Write down exactly the line where "target: sky" occurs and every line that follows it through the end of the material below; include nothing else.

[[ Extracted records, beginning ]]

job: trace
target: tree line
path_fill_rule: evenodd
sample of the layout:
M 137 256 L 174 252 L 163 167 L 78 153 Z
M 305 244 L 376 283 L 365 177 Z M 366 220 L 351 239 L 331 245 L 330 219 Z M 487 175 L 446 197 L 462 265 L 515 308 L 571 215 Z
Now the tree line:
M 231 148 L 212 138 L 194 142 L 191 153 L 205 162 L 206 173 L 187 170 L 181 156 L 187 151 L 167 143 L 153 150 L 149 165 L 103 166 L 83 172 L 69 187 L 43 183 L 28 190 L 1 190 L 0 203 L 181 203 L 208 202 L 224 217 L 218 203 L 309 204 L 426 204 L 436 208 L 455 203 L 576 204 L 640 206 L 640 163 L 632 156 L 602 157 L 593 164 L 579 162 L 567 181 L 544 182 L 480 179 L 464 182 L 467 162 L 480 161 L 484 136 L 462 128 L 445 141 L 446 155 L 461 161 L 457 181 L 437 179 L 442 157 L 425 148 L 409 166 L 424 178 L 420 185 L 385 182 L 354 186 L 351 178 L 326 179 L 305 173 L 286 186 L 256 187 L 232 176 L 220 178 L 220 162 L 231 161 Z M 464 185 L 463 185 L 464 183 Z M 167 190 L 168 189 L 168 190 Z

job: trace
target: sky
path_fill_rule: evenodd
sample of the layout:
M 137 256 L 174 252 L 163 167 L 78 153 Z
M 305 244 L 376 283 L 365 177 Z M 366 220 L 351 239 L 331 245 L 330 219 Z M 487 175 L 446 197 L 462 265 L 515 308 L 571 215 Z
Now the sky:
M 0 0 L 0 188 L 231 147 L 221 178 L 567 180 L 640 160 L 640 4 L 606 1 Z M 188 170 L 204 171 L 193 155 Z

[[ Extracted records, end ]]

> [Task output]:
target: sky
path_fill_rule: evenodd
sample of the layout:
M 137 256 L 174 252 L 163 167 L 78 153 Z
M 305 244 L 376 283 L 365 177 Z M 366 220 L 351 239 L 331 245 L 330 219 Z M 487 175 L 446 197 L 462 265 L 515 308 L 571 215 Z
Now the sky:
M 0 0 L 0 188 L 231 147 L 221 178 L 567 180 L 640 160 L 640 4 L 606 1 Z M 188 170 L 204 171 L 193 155 Z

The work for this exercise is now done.